Top of Document extract

Turn That Noise Down - Whitesnake





So many well-known albums turn 30 this year and Steve Taylor-Bryant and Susan Omand travel back to 1989 to revisit some of the sounds of their youth that made parents shout "Turn that noise down!" This week, Steve hallucinates David Coverdale's hair...



Slip of the Tongue! I remember this, the album that killed hair metal. Well, it might not have done but, very soon after this album, the Nirvana/Pearl Jam train left the station and we got less and less David Coverdale soft pornography videos on MTV, so my blaming Whitesnake might be a flippant attempt at humour but could also be true, I don’t know, I’m hopped up on Lemsip and ibuprofen at the moment so it could still be 1989 for all I know and this entire thing could be an hallucination.

Bottom of Document extract

Prompt A
In the Whitesnake review, what does the writer say he is hopped up on?
Prompt B
Carry the Whitesnake review forward from its final sentence, in the same voice.

Top of Supplied information

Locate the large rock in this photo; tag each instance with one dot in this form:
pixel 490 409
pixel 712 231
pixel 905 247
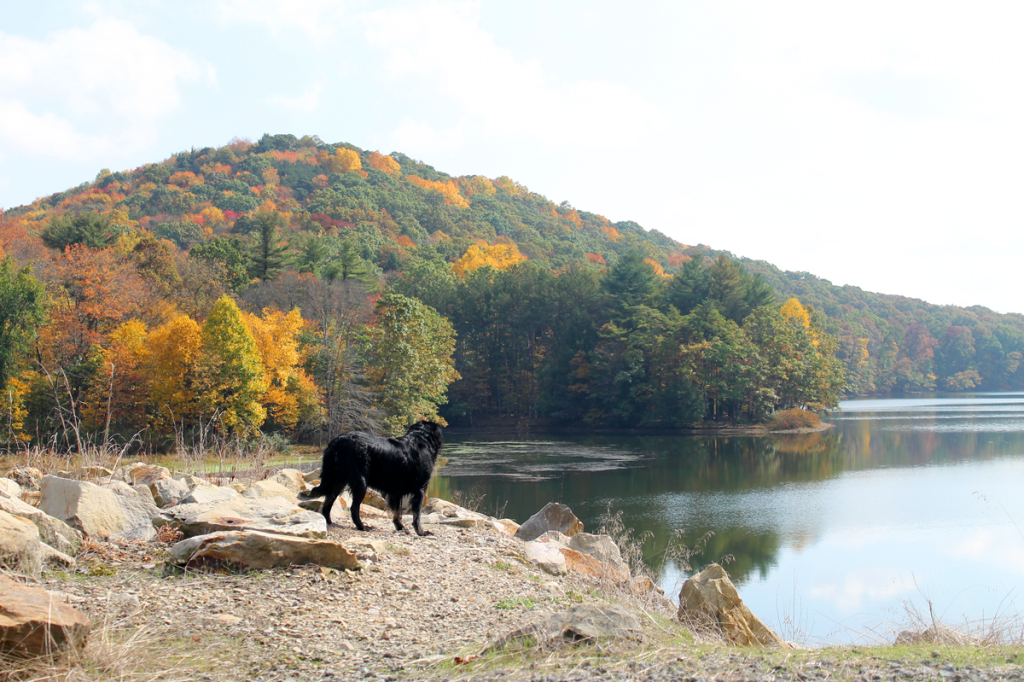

Bottom of Supplied information

Task answer A
Lemsip and ibuprofen.

Task answer B
In case it’s not an hallucination and this expired deadline email is actually our Ed flexing those “I’m in charge” muscles [*flexes* - Ed], I’d better tell you a little about Slip of the Tongue. Where do I start? My disbelief that this album somehow spawned four singles? Two would have done, I’m sure, as only Fool For Your Loving and Judgement Day are actually any good and actually sound like a Whitesnake release, and here in lies my problem with Whitesnake. If you have a band name you should have some kind of consistency or be building towards something, if you’re a solo act you can produce what you want but Whitesnake is in essence David Coverdale doing what he wants but under the guise of a band. Too many band member changes in too soon a period of time makes for a mess. I know that sounds contradictory as I love Chinese Democracy by Guns n’ Roses [read that review here - Ed] but to be fair that album took two decades to do a long enough time to forget about Slash at al and Axl had the decency to release a great record, Coverdale really hasn’t. It’s a mish mash of styles, some blues, some straight rock, some Zeppelin influences, a lot of soft pornography and far too much Steve Vai. Don’t get me wrong I think Steve Vai is a hell of a talent but he’s Steve Vai string twiddler extraordinaire not some dude you draft in to make a record with and it makes Slip of the Tongue feel like a scene from Crossroads (see what I did there? I love flu medication) constantly fighting itself for supremacy.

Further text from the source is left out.